Directions: Since only part of the material is needed, please repeat exactly the line that includes "Each instance receives one keypoint. Mark the green grass" and every line after it, up to the last.

Listed records:
☆ ☆ ☆ ☆ ☆ ☆ ☆

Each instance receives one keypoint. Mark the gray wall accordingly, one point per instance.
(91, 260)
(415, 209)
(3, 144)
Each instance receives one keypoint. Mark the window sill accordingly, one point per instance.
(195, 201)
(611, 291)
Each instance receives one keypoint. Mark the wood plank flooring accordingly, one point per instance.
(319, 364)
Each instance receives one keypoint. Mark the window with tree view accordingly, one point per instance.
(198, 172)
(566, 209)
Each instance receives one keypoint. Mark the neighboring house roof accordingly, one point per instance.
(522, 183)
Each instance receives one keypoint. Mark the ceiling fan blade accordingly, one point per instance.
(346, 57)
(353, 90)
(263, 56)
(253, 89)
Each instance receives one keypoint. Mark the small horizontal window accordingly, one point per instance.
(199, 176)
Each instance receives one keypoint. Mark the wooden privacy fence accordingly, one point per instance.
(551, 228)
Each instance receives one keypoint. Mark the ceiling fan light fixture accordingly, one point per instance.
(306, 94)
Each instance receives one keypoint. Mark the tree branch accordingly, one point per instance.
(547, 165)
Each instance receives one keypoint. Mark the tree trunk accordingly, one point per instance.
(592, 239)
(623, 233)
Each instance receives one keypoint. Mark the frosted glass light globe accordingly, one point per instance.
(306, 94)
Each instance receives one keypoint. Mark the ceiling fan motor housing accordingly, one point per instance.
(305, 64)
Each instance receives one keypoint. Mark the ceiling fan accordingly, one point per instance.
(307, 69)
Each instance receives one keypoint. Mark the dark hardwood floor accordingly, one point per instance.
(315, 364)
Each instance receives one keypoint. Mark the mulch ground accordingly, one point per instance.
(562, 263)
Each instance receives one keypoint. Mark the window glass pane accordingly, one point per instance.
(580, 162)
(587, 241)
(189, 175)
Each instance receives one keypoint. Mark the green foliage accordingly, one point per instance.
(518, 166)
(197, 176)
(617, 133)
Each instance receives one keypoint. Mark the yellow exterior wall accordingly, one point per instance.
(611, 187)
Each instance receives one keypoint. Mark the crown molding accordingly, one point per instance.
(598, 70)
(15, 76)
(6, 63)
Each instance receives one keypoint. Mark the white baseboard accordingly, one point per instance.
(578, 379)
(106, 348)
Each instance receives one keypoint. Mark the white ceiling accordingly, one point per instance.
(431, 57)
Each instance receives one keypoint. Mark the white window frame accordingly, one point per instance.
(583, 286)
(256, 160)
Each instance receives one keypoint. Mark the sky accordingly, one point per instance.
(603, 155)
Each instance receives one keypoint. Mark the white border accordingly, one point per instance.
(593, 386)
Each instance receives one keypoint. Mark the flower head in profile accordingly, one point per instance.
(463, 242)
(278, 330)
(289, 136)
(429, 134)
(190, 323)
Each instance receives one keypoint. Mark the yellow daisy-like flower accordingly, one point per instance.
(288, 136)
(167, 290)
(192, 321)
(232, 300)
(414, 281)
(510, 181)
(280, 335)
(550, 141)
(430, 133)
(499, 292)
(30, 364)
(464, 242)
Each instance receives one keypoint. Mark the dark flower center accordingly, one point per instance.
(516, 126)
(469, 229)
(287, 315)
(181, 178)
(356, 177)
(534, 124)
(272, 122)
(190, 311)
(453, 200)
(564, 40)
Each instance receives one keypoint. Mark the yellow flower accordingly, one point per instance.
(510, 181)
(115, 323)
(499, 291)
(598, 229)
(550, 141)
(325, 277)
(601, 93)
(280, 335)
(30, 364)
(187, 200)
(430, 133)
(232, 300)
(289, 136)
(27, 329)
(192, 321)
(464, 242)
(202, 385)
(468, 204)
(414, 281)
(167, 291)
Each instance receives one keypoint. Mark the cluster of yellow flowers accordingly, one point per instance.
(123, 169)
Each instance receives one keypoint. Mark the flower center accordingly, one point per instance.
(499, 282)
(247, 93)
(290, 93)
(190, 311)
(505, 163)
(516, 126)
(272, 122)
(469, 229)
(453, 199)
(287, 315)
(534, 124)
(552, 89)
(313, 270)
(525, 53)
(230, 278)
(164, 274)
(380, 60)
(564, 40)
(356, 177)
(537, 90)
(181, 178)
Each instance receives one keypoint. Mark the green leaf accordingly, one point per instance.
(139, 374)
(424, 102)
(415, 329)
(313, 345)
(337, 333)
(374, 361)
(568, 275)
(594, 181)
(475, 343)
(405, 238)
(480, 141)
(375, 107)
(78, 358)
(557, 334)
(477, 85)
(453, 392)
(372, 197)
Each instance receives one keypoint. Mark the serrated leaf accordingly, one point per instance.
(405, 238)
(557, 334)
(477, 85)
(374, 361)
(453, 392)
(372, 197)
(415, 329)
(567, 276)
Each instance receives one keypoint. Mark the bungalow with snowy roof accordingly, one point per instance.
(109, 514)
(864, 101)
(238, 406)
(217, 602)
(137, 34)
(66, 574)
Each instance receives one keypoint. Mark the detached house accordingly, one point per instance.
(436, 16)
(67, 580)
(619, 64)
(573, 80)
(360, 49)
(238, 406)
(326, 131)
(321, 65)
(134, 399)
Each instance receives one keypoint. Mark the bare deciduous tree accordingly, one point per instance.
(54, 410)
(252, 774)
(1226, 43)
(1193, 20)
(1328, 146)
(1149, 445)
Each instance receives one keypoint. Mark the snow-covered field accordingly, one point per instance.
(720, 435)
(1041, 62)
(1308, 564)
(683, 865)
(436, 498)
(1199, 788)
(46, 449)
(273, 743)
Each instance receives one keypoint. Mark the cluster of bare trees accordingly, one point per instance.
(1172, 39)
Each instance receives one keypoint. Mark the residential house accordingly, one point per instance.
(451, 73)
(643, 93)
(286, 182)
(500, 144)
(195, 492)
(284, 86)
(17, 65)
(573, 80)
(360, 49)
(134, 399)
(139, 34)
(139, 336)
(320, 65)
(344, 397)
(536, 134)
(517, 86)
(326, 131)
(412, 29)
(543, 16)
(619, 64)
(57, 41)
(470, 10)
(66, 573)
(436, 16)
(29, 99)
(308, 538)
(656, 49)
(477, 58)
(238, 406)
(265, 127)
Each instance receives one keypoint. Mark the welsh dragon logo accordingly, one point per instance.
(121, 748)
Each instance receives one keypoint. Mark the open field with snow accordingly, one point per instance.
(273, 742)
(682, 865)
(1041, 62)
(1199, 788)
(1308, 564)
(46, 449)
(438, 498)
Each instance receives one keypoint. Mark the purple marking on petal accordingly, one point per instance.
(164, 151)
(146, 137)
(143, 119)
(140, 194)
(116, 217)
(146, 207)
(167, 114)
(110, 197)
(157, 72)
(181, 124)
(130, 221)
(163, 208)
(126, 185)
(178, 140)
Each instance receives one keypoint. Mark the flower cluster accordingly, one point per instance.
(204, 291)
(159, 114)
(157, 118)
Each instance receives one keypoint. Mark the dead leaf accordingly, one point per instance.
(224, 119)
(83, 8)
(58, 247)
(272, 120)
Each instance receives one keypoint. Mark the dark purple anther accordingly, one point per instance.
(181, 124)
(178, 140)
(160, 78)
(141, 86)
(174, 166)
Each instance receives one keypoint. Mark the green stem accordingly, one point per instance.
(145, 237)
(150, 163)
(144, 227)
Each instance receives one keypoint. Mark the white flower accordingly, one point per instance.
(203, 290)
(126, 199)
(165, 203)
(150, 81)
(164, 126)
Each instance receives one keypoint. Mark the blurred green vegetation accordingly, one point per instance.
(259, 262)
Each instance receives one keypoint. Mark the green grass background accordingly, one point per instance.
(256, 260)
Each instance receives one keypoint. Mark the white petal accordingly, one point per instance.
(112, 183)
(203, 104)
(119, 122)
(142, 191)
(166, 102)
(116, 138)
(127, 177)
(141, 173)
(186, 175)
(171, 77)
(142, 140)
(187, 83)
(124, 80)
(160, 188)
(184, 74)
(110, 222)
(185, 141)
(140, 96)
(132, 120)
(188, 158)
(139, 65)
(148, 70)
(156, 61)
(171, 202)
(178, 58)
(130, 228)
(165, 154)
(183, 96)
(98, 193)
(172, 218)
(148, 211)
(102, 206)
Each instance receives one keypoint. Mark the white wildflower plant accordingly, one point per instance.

☆ ☆ ☆ ☆ ☆ ☆ ☆

Output:
Each instance receives one keypoint. Mark the green grass background accordingly, one point per instance.
(256, 260)
Each instance receives one keypoint. Mark the white petal accordingly, one point per instance.
(112, 183)
(203, 104)
(119, 122)
(142, 191)
(166, 102)
(116, 138)
(127, 177)
(141, 173)
(186, 175)
(171, 77)
(142, 140)
(187, 83)
(124, 80)
(160, 188)
(184, 74)
(110, 222)
(185, 141)
(140, 96)
(132, 120)
(188, 158)
(139, 65)
(148, 70)
(156, 61)
(171, 202)
(178, 58)
(130, 228)
(165, 154)
(183, 96)
(98, 193)
(172, 218)
(148, 211)
(102, 206)
Each instance receives one keypoint. Mark the white wildflower plant accordingly, one point per instance.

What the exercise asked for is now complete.